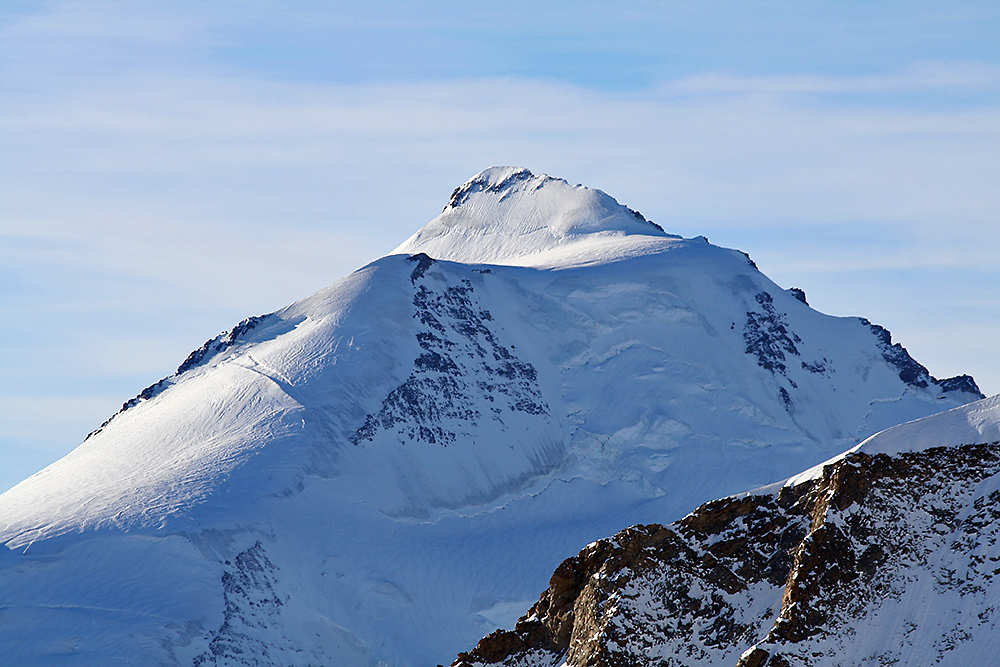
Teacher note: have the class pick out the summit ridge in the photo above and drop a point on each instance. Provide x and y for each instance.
(389, 469)
(508, 215)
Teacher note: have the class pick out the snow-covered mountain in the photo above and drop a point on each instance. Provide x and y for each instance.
(886, 555)
(389, 469)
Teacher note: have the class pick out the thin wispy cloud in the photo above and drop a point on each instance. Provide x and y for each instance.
(171, 168)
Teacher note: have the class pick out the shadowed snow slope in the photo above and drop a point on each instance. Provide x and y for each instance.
(884, 556)
(390, 468)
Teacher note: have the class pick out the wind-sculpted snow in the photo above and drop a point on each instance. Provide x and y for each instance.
(391, 468)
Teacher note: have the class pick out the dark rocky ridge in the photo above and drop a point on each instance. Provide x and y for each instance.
(778, 579)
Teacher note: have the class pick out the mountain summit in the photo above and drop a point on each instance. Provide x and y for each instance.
(507, 215)
(390, 468)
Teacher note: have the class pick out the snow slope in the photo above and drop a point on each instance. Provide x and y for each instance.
(885, 556)
(390, 468)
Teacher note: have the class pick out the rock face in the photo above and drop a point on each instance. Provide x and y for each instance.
(873, 559)
(389, 469)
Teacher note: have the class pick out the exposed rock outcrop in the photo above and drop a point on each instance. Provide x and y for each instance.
(845, 568)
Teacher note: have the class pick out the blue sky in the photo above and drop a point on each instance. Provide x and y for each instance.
(169, 168)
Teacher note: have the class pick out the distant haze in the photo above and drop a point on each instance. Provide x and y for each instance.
(170, 168)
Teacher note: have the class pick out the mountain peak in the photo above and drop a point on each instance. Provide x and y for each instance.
(508, 215)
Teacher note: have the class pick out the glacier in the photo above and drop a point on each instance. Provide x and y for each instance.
(389, 469)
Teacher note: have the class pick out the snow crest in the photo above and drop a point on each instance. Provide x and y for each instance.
(507, 215)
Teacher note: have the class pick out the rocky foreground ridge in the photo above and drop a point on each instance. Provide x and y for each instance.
(880, 559)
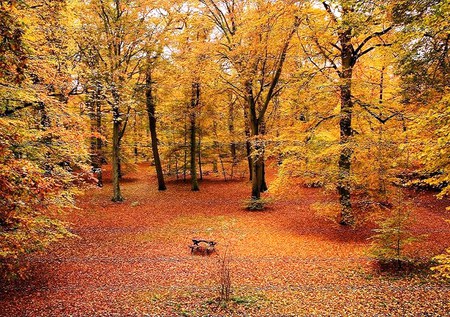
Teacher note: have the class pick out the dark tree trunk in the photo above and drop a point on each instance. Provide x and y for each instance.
(200, 153)
(345, 124)
(257, 150)
(117, 196)
(248, 145)
(150, 102)
(231, 130)
(194, 103)
(96, 142)
(185, 150)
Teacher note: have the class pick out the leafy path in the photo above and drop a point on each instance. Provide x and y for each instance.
(133, 258)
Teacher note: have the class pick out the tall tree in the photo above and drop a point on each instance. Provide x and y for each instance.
(357, 29)
(256, 44)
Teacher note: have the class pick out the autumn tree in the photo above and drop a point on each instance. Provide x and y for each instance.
(354, 30)
(254, 45)
(118, 28)
(42, 149)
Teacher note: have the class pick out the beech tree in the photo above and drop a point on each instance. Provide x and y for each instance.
(356, 30)
(255, 50)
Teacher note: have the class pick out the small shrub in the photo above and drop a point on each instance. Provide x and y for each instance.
(392, 236)
(442, 270)
(256, 204)
(224, 278)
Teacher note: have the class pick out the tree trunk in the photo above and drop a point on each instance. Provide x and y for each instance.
(345, 124)
(200, 170)
(117, 196)
(96, 142)
(248, 145)
(194, 103)
(152, 124)
(185, 150)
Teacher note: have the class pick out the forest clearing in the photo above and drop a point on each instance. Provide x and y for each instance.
(133, 258)
(224, 158)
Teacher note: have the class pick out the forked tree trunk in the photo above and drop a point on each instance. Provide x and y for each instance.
(345, 124)
(199, 150)
(117, 196)
(248, 145)
(194, 103)
(150, 102)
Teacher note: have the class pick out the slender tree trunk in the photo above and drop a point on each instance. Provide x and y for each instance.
(95, 148)
(248, 145)
(99, 142)
(346, 131)
(257, 154)
(117, 196)
(256, 161)
(185, 150)
(200, 153)
(135, 135)
(231, 130)
(263, 185)
(150, 102)
(194, 103)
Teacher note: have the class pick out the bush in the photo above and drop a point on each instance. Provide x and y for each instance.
(256, 204)
(393, 235)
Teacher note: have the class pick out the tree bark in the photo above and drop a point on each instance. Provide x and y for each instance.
(194, 103)
(345, 124)
(117, 196)
(150, 102)
(248, 145)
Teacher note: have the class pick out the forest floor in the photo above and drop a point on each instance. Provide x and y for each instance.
(132, 258)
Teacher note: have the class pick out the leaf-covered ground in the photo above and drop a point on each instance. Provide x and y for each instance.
(132, 259)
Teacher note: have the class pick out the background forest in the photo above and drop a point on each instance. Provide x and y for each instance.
(350, 96)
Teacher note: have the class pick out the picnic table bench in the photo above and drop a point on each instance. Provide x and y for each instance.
(203, 247)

**TO DO**
Rewrite all of the material above as a numbered list, skipping any blank lines and leaving the pictures out.

**WRITTEN SOLUTION**
1. Teacher note: have the class pick out the summit ridge in the photo above and drop a point on each instance. Provide x and y for each instance.
2. (389, 469)
3. (508, 215)
4. Teacher note: have the class pick out the snow-covered mountain in the photo above and drop a point on each instance. Provide x and y for each instance.
5. (886, 555)
6. (389, 469)
7. Teacher note: have the class pick out the thin wispy cloud in the photo above and drop a point on each instance. Provide x and y for each instance.
8. (171, 168)
9. Teacher note: have the class pick out the shadowed snow slope in the photo above and drop a point on each instance. Provide x and y for each instance.
10. (884, 556)
11. (390, 468)
12. Teacher note: have the class pick out the wind-sculpted snow in the photo above and drop a point on each instance. Provide x and y for each instance.
13. (391, 468)
14. Teacher note: have the class pick out the dark rocky ridge in the photo above and drop a point on each instance. Provide x and y for each instance.
15. (778, 579)
16. Teacher note: have the class pick out the mountain summit in the photo above and drop a point on each instance. Provide x and y for each instance.
17. (507, 215)
18. (390, 468)
19. Teacher note: have the class pick out the snow slope in the photo above and drop a point on each instance. Provide x and y for each instance.
20. (885, 556)
21. (390, 468)
22. Teacher note: have the class pick out the rock face in the photo above and drop a point on each instance. Provide x and y for each instance.
23. (873, 559)
24. (389, 469)
25. Teacher note: have the class pick out the exposed rock outcrop in the photo above and drop a point on each instance. Provide x and y for each instance.
26. (845, 568)
27. Teacher note: have the class pick out the blue sky in the photo above and drop a point on each instance. Provide x and y for each instance.
28. (169, 168)
29. Teacher note: have the class pick out the distant haze in the photo above and drop a point on each instance. Provide x and y for each instance.
30. (170, 168)
31. Teacher note: have the class pick out the mountain peak in the photo above and drop a point on each instance. Provide x and y for each instance.
32. (508, 215)
33. Teacher note: have the class pick out the glacier in the photo above and drop a point on each instance. Provide x and y for each instance.
34. (389, 469)
35. Teacher note: have the class pick out the snow crest in the photo above and drop a point on each instance. Provide x and y for each instance.
36. (507, 215)
37. Teacher note: have the class pick out the rocky foreground ridge in the photo above and drop a point on each instance. Provide x and y for each instance.
38. (880, 559)
39. Teacher note: have the class pick out the dark tree trunk in the photo above and drop a point on each instance. Provide x and y for each instance.
40. (200, 153)
41. (345, 124)
42. (257, 150)
43. (117, 196)
44. (248, 145)
45. (150, 102)
46. (231, 130)
47. (194, 103)
48. (96, 142)
49. (185, 150)
50. Teacher note: have the class pick out the leafy path in the photo above and drop a point on each instance. Provide x and y for each instance.
51. (133, 258)
52. Teacher note: have the class pick out the tall tree in the photo above and drop a point on each instance. Provide x and y for each instance.
53. (357, 29)
54. (256, 44)
55. Teacher note: have the class pick out the autumn tree in the photo above and drop a point on each instance. Provide x and y for each instance.
56. (354, 30)
57. (254, 45)
58. (118, 28)
59. (42, 149)
60. Teacher note: have the class pick out the beech tree in the photo above and drop a point on each instance. Provide x and y for each instance.
61. (356, 30)
62. (255, 50)
63. Teacher note: have the class pick out the small shrub in the photo above and drop a point on each instance. Provide x and y for each instance.
64. (392, 236)
65. (442, 270)
66. (256, 204)
67. (224, 278)
68. Teacher note: have the class pick out the tree trunk in the photo above and drop a point on each instance. Provide x and y for each instance.
69. (345, 124)
70. (200, 170)
71. (117, 196)
72. (96, 142)
73. (248, 145)
74. (194, 103)
75. (152, 124)
76. (185, 150)
77. Teacher note: have the class pick out the forest clearing in the photo above and drop a point on each instance. Provide x and y for each instance.
78. (133, 258)
79. (224, 158)
80. Teacher note: have the class pick out the forked tree trunk in the photo above and drop a point on each instance. Provide x and y for each instance.
81. (345, 124)
82. (199, 150)
83. (117, 196)
84. (248, 145)
85. (194, 103)
86. (150, 102)
87. Teacher note: have the class pick out the slender tree trunk in the photo above and drop a point on each instance. Provide x and y for each instance.
88. (95, 148)
89. (248, 145)
90. (99, 142)
91. (346, 131)
92. (257, 154)
93. (117, 196)
94. (256, 161)
95. (185, 150)
96. (200, 153)
97. (135, 135)
98. (231, 130)
99. (263, 185)
100. (150, 102)
101. (194, 103)
102. Teacher note: have the class pick out the bush in the photo above and drop a point on each instance. Provide x and y for each instance.
103. (256, 204)
104. (393, 235)
105. Teacher note: have the class pick out the tree bark in the photo above and drop a point on each instance. Provide x and y for each instance.
106. (194, 103)
107. (345, 124)
108. (117, 196)
109. (150, 102)
110. (248, 145)
111. Teacher note: have the class pick out the forest floor in the photo above and drop a point on each instance. Provide x and y for each instance.
112. (132, 258)
113. Teacher note: have the class pick out the leaf-covered ground in the photo above and drop a point on each instance. Provide x and y for each instance.
114. (132, 259)
115. Teacher note: have the class pick out the background forest in the photo above and drop a point on each instance. Provide x and y for each instance.
116. (350, 96)
117. Teacher note: have the class pick out the picnic table bench in the photo above and drop a point on each instance. Provide x and y for each instance.
118. (203, 247)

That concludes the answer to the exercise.